— START Recorded data —

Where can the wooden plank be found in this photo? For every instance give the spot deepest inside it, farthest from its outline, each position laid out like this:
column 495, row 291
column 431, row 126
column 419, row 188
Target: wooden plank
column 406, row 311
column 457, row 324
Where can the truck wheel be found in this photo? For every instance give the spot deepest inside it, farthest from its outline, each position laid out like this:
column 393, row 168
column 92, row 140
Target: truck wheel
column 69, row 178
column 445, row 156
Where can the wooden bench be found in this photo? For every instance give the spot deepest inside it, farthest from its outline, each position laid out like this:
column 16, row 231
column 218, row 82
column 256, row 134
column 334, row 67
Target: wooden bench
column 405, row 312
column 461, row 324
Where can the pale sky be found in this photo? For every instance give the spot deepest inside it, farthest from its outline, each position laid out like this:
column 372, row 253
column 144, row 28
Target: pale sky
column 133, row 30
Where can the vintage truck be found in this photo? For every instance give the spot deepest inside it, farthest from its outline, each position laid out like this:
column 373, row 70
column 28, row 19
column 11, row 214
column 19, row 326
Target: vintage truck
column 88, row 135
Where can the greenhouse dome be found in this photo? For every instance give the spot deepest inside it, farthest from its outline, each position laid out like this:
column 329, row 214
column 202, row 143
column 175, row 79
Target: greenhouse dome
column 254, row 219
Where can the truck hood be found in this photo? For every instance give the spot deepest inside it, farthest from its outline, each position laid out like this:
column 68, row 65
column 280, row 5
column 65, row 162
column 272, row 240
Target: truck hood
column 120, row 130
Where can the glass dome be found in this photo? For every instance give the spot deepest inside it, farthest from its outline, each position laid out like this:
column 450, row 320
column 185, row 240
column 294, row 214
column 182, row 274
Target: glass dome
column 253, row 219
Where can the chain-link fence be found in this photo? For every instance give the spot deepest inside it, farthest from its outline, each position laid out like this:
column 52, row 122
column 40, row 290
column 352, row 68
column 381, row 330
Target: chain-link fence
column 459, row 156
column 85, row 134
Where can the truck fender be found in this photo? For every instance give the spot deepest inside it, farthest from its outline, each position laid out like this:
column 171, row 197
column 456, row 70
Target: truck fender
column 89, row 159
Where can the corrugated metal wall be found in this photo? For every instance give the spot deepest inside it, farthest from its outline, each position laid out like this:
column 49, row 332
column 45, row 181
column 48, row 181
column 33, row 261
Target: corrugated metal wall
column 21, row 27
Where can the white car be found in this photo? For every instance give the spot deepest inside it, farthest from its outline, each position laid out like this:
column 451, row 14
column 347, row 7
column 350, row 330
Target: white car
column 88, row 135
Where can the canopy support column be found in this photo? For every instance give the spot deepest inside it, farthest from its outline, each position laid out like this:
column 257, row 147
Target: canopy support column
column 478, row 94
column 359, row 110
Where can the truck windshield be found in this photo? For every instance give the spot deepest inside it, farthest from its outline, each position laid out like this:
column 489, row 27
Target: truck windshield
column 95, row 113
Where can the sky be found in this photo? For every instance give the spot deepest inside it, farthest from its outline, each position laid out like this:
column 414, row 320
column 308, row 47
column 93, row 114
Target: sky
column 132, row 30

— END Recorded data —

The problem: Rewrite these lines with every "deepest inside it" changed to "most central within it", covering all the records and leaving everything else as it is.

Reply to the exercise:
Where can the wooden plank be found in this photo? For every instance give the spot most central within it, farthest from its outline, each position laid out like this:
column 495, row 291
column 431, row 126
column 419, row 188
Target: wooden plank
column 406, row 311
column 457, row 324
Where can the truck wheel be found in this photo? For every instance give the spot most central within it, farthest from its outline, each position laid out like this:
column 393, row 168
column 92, row 140
Target: truck wheel
column 69, row 178
column 445, row 156
Where can the wooden bench be found in this photo? For every instance give the spot most central within it, farthest from its outline, each position laid out like this:
column 16, row 231
column 218, row 82
column 256, row 134
column 334, row 67
Target: wooden bench
column 405, row 312
column 461, row 324
Where can the pale sky be found in this photo? For every instance give the spot most central within it, farthest from its outline, each position laid out like this:
column 372, row 253
column 144, row 28
Target: pale sky
column 133, row 30
Where can the vintage truck be found in this photo? For every instance give the spot most central within it, farthest from its outline, each position laid out like this:
column 373, row 70
column 28, row 19
column 11, row 214
column 19, row 326
Target: vintage truck
column 88, row 135
Where can the greenhouse dome be found in this photo? For every instance give the spot most central within it, farthest from its outline, each position laid out like this:
column 329, row 214
column 202, row 143
column 175, row 79
Target: greenhouse dome
column 254, row 219
Where can the truck hood be found in this photo? For every instance give the spot most central within it, farthest from its outline, each position laid out like this:
column 68, row 65
column 280, row 5
column 65, row 162
column 272, row 240
Target: truck hood
column 120, row 130
Where can the glass dome be found in this photo? For every instance give the spot most central within it, farthest from its outline, each position laid out like this:
column 450, row 320
column 185, row 240
column 294, row 214
column 182, row 274
Target: glass dome
column 253, row 219
Where can the chain-link fence be found in this photo? For every instance give the spot most central within it, farthest from its outline, each position laid out like this:
column 52, row 122
column 40, row 290
column 352, row 68
column 381, row 330
Target: chain-link fence
column 459, row 156
column 85, row 134
Where can the truck fender be found in this photo? For every instance give the spot most central within it, farthest from its outline, each position laid out like this:
column 171, row 197
column 456, row 70
Target: truck fender
column 89, row 159
Where can the corrugated metal wall be found in this photo? For every instance give the spot most central within it, farthest from its outline, each position laid out like this:
column 49, row 332
column 45, row 181
column 48, row 181
column 33, row 261
Target: corrugated metal wall
column 21, row 27
Where can the white car be found in this photo? For every instance give the spot most central within it, farthest from its outline, each position laid out like this:
column 451, row 14
column 347, row 7
column 350, row 330
Target: white car
column 88, row 135
Where can the canopy support column be found in this photo? For every instance give the spot most central within it, farthest from its outline, each position laid out like this:
column 257, row 147
Target: canopy support column
column 478, row 94
column 359, row 110
Where can the truck windshield be found in this photo? For every instance give the spot most central within it, farthest from its outline, each position laid out like this:
column 489, row 27
Target: truck windshield
column 95, row 113
Where can the sky be found in this photo? For every instance give the spot most central within it, farthest from its outline, each position laid out like this:
column 414, row 320
column 308, row 47
column 93, row 114
Target: sky
column 132, row 30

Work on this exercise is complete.